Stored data
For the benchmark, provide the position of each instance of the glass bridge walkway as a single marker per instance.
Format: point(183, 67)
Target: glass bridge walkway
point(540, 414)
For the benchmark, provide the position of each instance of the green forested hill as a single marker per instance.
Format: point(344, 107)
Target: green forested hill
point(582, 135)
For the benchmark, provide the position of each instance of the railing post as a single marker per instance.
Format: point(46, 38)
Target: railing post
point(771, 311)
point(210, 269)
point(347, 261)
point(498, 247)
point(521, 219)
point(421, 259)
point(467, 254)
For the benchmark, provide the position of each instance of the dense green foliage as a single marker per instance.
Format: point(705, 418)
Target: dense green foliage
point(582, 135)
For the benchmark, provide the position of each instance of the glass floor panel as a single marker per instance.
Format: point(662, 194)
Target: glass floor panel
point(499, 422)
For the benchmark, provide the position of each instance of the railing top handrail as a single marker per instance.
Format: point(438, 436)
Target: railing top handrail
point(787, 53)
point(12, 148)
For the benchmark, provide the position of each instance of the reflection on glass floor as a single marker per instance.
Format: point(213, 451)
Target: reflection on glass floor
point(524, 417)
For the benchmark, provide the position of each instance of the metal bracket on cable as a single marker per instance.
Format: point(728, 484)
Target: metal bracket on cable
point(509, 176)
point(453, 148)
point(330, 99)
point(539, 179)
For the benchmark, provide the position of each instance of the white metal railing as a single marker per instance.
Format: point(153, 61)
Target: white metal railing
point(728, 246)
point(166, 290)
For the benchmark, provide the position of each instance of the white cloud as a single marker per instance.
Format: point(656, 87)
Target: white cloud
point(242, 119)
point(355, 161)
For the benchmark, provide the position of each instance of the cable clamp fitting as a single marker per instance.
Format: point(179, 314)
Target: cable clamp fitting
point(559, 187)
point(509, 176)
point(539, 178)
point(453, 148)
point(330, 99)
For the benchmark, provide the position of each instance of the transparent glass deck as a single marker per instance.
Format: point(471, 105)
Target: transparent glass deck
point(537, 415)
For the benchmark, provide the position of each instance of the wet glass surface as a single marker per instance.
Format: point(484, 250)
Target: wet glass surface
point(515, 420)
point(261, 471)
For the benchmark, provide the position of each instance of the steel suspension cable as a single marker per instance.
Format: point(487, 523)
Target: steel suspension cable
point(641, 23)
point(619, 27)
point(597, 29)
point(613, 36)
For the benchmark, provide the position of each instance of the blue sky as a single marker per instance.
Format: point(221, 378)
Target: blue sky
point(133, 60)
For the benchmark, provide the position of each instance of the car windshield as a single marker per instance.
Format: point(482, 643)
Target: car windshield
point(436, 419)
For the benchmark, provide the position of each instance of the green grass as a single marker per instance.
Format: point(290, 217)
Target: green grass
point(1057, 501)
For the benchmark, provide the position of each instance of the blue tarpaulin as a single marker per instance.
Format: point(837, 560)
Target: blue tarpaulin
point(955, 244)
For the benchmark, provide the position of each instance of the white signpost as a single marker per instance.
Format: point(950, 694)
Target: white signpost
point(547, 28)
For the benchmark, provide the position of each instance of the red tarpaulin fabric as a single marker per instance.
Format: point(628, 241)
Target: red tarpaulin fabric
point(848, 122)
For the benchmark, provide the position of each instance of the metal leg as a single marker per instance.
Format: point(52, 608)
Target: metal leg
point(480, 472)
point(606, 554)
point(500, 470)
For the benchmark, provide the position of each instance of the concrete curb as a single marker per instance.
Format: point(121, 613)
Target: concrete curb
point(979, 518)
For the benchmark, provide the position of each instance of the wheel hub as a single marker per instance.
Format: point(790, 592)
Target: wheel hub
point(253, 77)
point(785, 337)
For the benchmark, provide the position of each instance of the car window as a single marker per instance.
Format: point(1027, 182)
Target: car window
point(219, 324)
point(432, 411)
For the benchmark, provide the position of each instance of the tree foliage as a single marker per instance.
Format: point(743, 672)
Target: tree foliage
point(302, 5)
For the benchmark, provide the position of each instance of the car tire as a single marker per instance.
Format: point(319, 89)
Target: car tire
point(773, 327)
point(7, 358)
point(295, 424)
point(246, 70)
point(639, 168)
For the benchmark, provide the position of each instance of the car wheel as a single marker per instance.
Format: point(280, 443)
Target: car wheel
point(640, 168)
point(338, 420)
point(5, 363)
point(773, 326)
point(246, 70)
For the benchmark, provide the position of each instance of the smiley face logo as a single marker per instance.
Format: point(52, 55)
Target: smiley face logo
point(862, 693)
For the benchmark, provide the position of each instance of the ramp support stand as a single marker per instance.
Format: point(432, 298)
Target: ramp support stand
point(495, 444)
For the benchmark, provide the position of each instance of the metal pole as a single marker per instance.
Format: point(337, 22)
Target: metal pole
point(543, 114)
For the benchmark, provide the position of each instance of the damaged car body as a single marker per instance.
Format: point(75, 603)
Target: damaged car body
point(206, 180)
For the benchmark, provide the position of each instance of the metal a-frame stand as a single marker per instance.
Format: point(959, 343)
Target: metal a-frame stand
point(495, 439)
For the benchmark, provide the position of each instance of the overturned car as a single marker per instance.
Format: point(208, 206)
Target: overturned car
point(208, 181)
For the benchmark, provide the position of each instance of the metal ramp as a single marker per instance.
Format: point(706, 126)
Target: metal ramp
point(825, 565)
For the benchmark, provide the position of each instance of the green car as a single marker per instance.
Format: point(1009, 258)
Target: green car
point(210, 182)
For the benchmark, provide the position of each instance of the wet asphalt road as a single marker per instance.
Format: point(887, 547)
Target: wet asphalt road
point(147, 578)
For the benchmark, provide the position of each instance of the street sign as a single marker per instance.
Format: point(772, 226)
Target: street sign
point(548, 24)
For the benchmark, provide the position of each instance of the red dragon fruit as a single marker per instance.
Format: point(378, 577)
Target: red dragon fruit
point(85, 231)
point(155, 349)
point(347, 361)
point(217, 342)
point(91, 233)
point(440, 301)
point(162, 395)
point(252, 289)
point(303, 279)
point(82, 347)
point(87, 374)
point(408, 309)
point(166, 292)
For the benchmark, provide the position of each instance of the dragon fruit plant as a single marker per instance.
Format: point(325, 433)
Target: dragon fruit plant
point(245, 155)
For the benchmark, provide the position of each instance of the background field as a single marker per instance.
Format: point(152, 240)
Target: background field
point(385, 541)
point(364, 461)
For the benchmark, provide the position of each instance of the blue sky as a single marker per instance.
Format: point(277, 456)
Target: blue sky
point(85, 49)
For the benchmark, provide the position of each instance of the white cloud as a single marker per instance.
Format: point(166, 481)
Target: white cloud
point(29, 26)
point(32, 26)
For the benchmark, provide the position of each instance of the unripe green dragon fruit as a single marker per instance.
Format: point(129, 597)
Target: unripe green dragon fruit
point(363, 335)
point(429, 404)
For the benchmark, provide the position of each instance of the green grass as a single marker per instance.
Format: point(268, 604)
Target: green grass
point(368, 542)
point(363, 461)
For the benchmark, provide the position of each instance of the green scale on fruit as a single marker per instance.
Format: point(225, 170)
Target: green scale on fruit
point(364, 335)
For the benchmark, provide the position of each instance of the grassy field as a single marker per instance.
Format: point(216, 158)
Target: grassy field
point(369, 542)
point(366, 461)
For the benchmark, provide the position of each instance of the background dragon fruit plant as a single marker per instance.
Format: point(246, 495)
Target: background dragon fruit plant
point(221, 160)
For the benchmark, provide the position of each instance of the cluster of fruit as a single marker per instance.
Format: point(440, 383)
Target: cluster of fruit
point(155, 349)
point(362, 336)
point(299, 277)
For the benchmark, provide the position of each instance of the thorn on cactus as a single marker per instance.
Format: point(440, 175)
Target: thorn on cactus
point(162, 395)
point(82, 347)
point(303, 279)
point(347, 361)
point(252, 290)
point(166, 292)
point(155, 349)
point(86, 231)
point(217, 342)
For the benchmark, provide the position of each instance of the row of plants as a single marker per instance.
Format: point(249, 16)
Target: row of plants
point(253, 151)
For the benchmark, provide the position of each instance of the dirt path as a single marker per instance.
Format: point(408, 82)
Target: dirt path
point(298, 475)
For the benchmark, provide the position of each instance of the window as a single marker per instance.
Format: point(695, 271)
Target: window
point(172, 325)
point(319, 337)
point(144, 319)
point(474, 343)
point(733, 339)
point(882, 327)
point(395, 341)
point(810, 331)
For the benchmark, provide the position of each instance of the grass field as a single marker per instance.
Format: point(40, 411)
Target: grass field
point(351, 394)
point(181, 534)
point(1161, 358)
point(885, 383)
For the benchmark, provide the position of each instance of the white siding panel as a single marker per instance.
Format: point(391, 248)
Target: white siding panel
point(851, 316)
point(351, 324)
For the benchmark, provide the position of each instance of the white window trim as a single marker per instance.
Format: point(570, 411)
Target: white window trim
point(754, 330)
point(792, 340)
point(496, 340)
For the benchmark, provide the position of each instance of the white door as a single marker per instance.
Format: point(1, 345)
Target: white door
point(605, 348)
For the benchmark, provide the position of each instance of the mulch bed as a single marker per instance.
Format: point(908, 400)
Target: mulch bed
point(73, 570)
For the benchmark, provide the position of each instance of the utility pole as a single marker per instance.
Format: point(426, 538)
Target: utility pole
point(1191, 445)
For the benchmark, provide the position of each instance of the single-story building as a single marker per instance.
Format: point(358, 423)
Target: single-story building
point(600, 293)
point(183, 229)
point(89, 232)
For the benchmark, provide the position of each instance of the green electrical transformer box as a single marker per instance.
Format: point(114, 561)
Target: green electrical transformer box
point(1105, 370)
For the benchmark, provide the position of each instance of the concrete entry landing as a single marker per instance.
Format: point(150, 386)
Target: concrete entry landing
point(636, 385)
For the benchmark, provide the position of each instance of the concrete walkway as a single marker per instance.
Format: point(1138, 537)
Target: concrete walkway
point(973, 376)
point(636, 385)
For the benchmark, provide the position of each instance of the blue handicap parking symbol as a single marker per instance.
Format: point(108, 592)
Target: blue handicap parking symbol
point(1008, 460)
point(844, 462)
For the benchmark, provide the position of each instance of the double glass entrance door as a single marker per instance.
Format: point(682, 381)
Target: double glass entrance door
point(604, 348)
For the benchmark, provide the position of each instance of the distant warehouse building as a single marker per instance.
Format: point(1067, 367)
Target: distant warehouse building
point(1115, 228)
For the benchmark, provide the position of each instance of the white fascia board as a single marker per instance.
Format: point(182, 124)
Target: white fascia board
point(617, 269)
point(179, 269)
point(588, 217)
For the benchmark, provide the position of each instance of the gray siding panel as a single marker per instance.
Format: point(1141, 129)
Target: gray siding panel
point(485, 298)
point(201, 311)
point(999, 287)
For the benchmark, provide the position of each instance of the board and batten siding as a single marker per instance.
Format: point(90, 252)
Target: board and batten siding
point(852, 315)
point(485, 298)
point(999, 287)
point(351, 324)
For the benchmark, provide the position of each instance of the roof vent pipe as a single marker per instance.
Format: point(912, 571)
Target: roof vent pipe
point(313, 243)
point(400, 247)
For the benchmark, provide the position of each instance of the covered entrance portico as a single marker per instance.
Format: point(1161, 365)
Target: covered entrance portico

#### [TO BE DONE]
Reproduce the lines of the records character for character, starting at the line that contains "signpost as a single marker per instance." and stopping after the line that contains "point(848, 122)".

#### [WRITTEN SOLUTION]
For the benchmark, provide the position of each instance of the white signpost as a single marker per instance.
Format: point(950, 694)
Target: white signpost
point(547, 28)
For the benchmark, provide the position of each instance of the red tarpaulin fabric as a single marker per instance.
Format: point(628, 241)
Target: red tarpaulin fabric
point(848, 122)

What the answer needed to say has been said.